> [Your objective]: Using the records below, output the stretch that opens with the line containing "[ ] each coordinate written like point(1099, 98)" and closes with the line containing "[ ] each coordinate written like point(755, 466)", exactly and including both lines, with nothing more.

> [Records for this exercise]:
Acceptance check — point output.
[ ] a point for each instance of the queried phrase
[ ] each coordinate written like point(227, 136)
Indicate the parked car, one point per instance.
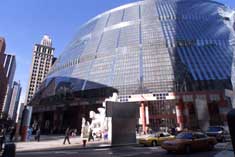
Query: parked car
point(218, 132)
point(156, 139)
point(227, 152)
point(190, 141)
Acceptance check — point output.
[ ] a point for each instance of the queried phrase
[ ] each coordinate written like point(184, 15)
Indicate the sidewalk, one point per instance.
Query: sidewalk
point(56, 143)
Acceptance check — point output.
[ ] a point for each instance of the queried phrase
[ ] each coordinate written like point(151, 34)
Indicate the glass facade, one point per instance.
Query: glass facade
point(153, 46)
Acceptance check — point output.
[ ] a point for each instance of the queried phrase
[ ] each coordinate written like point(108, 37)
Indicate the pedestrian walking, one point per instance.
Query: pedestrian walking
point(29, 133)
point(12, 133)
point(37, 136)
point(90, 135)
point(67, 134)
point(84, 132)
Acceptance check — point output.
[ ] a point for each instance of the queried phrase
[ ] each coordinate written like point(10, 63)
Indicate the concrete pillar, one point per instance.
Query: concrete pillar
point(26, 121)
point(143, 117)
point(180, 114)
point(202, 112)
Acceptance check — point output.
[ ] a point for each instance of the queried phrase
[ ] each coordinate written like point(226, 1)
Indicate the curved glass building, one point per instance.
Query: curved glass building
point(179, 50)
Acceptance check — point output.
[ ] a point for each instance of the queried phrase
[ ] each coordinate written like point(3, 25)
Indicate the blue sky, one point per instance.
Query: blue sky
point(24, 22)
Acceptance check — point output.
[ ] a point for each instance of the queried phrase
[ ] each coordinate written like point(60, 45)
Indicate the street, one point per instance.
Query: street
point(114, 152)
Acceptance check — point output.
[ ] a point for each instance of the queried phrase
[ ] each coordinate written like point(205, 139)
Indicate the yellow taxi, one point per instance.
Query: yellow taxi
point(155, 139)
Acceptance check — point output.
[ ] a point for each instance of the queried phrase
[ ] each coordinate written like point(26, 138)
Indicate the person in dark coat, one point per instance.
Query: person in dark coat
point(67, 134)
point(12, 133)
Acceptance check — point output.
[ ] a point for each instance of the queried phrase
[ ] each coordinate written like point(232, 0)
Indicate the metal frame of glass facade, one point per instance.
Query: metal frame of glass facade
point(153, 46)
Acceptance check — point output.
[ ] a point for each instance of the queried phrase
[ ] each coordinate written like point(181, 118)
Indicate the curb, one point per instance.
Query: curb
point(78, 148)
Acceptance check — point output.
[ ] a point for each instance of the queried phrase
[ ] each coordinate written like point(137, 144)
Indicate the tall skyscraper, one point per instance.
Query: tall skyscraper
point(3, 79)
point(14, 103)
point(2, 45)
point(9, 65)
point(42, 60)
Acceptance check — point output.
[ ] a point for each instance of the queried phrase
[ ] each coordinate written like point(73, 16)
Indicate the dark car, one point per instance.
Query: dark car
point(218, 132)
point(190, 141)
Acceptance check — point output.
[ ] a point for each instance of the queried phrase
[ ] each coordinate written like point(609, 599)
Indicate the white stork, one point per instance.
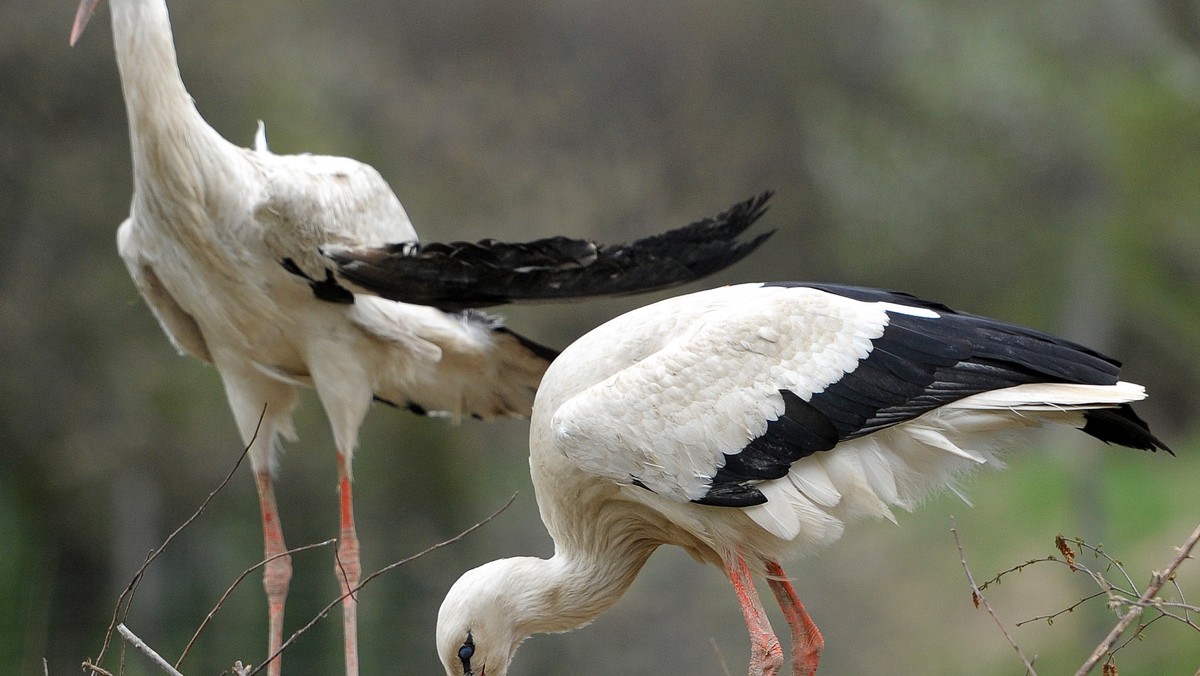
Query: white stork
point(223, 243)
point(748, 424)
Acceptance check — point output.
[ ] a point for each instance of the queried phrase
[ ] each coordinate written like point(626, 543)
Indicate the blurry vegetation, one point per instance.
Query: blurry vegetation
point(1033, 161)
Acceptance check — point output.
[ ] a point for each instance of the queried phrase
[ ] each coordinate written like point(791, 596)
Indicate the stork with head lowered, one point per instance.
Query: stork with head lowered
point(225, 245)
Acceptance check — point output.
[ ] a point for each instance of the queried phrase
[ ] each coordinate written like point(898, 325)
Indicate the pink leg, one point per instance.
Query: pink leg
point(277, 572)
point(807, 639)
point(349, 568)
point(766, 654)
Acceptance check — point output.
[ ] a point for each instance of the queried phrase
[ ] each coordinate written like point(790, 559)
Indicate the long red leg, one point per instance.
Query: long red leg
point(766, 654)
point(807, 639)
point(348, 569)
point(277, 572)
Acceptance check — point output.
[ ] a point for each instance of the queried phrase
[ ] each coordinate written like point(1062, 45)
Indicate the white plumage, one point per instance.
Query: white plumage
point(749, 424)
point(226, 245)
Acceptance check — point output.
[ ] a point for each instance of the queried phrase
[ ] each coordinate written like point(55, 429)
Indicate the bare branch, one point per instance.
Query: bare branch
point(124, 599)
point(147, 650)
point(979, 599)
point(324, 612)
point(1156, 584)
point(234, 585)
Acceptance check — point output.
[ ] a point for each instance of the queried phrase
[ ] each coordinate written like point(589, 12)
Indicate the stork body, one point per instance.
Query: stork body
point(748, 425)
point(225, 245)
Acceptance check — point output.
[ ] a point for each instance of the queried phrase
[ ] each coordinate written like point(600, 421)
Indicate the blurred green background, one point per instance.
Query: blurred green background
point(1032, 161)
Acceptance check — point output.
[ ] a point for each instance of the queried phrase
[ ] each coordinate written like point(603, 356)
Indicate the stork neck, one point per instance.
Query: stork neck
point(156, 101)
point(571, 588)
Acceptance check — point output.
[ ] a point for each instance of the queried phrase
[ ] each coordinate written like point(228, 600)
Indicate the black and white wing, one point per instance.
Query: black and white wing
point(460, 275)
point(723, 392)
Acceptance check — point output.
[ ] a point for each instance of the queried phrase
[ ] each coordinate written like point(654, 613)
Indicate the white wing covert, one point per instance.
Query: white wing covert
point(671, 420)
point(742, 388)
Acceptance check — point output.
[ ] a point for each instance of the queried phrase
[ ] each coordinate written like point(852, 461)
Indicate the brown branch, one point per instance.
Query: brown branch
point(234, 585)
point(979, 599)
point(324, 612)
point(1156, 584)
point(125, 596)
point(147, 650)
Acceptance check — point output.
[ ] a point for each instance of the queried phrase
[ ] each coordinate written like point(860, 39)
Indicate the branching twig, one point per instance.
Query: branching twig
point(234, 585)
point(324, 612)
point(1156, 584)
point(147, 650)
point(979, 599)
point(121, 600)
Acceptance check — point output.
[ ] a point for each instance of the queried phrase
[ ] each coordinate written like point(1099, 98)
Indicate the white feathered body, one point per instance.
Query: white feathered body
point(209, 228)
point(636, 417)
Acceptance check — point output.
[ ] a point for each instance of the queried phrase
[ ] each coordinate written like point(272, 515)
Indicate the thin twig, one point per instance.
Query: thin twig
point(720, 657)
point(979, 599)
point(1071, 608)
point(137, 576)
point(147, 650)
point(1156, 584)
point(324, 612)
point(96, 669)
point(234, 585)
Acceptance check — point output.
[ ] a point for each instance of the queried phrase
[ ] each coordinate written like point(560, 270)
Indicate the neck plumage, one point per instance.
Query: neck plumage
point(163, 119)
point(573, 587)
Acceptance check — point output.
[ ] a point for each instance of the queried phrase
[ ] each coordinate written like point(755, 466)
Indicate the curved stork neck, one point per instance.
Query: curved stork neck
point(570, 588)
point(167, 133)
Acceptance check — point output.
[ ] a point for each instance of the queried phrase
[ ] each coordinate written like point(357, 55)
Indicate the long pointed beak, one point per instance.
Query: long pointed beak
point(82, 16)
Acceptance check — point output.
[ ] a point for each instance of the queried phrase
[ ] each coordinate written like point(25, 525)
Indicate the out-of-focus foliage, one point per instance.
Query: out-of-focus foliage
point(1035, 161)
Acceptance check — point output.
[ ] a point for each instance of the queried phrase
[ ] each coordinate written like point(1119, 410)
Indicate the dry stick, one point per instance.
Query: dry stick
point(1156, 584)
point(324, 611)
point(147, 650)
point(137, 576)
point(978, 598)
point(234, 585)
point(720, 658)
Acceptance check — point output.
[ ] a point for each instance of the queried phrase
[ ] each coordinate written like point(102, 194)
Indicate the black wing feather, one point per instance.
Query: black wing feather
point(917, 365)
point(460, 275)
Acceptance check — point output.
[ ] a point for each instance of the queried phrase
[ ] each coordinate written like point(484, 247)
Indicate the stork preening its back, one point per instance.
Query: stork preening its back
point(225, 244)
point(749, 424)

> [Result of this task]:
[ ] each coordinate written like point(1099, 98)
Indicate the white feathered body, one point per instance.
Query: white feathered body
point(209, 228)
point(636, 417)
Acceptance check — point output.
[ ] a point for each instance of the queried phrase
[ ] each coordinate written like point(272, 515)
Indicate the thin twig, one point per instance.
Query: thin twig
point(720, 657)
point(979, 599)
point(1071, 608)
point(137, 576)
point(147, 650)
point(1156, 584)
point(324, 612)
point(96, 669)
point(234, 585)
Acceptance check — point output.
[ ] a point for each instance of the queried phrase
[ ] each coordinate written like point(560, 270)
Indicate the neck plumage, one point per instance.
Query: neck plumage
point(163, 119)
point(573, 587)
Acceptance check — point output.
[ ] a point for each instance of the queried phrase
[ ] each coordinate written like point(755, 466)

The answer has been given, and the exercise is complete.